◆ SUPPLIED INFORMATION ◆
◆ ◆ ◆ ◆ ◆ ◆ ◆
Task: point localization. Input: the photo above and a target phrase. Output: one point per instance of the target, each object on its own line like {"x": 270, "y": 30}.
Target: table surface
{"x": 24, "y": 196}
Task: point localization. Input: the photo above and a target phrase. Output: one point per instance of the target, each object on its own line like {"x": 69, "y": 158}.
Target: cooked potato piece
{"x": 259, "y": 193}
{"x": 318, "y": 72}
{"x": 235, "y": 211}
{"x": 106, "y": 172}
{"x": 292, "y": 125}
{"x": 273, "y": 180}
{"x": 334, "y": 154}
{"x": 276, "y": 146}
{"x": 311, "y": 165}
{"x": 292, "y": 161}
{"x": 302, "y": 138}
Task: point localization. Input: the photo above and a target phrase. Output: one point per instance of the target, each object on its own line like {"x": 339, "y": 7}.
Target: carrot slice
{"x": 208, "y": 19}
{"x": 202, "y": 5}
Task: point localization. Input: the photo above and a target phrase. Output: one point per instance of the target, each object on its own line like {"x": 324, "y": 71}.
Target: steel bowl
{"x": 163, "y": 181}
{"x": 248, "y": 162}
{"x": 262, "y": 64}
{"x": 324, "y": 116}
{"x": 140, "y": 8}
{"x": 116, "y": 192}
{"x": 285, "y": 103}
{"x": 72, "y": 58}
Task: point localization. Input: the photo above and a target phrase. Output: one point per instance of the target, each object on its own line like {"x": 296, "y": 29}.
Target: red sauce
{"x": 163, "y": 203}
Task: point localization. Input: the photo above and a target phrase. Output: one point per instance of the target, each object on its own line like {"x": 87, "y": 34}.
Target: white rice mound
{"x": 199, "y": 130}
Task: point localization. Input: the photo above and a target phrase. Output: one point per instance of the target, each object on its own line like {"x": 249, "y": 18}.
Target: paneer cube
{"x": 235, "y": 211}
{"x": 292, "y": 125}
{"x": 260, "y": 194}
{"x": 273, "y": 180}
◆ ◆ ◆ ◆ ◆ ◆ ◆
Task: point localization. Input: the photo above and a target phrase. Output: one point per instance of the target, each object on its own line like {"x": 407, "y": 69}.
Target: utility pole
◆ ◆ ◆ ◆ ◆ ◆ ◆
◆ REQUEST ◆
Copy each line of the records above that contains the string "instance". Case counts.

◆ WRITTEN SOLUTION ◆
Task: point localization. Input: the photo above and a target phrase. Output: one point per instance of the target, each object on its own line like {"x": 270, "y": 30}.
Task: point localization. Input: the photo above and a target phrase. Output: one point per instance of the target, each object on its own line like {"x": 69, "y": 158}.
Task: point localization. Input: the photo above and a target phrase. Output: one point per instance of the target, each object on its own line like {"x": 339, "y": 7}.
Task: point localization. Input: the photo above and a target phrase. Output: one point per instance of the target, each object on its own line like {"x": 324, "y": 71}.
Task: point localization. Input: the photo above and a target phrase. Output: one point per instance of the target, each object on its own line like {"x": 296, "y": 29}.
Task: point localization. Input: the photo above and a target phrase. Output: one point per instance of the target, each object on its own line like {"x": 87, "y": 34}.
Task: point localization. Input: the photo above and a target phrase. Output: one point per instance of the target, each object on its own line like {"x": 249, "y": 18}.
Task: point localization. Input: the photo above and a target phrase. Output: one point per instance of the target, each object on its own line like {"x": 407, "y": 69}.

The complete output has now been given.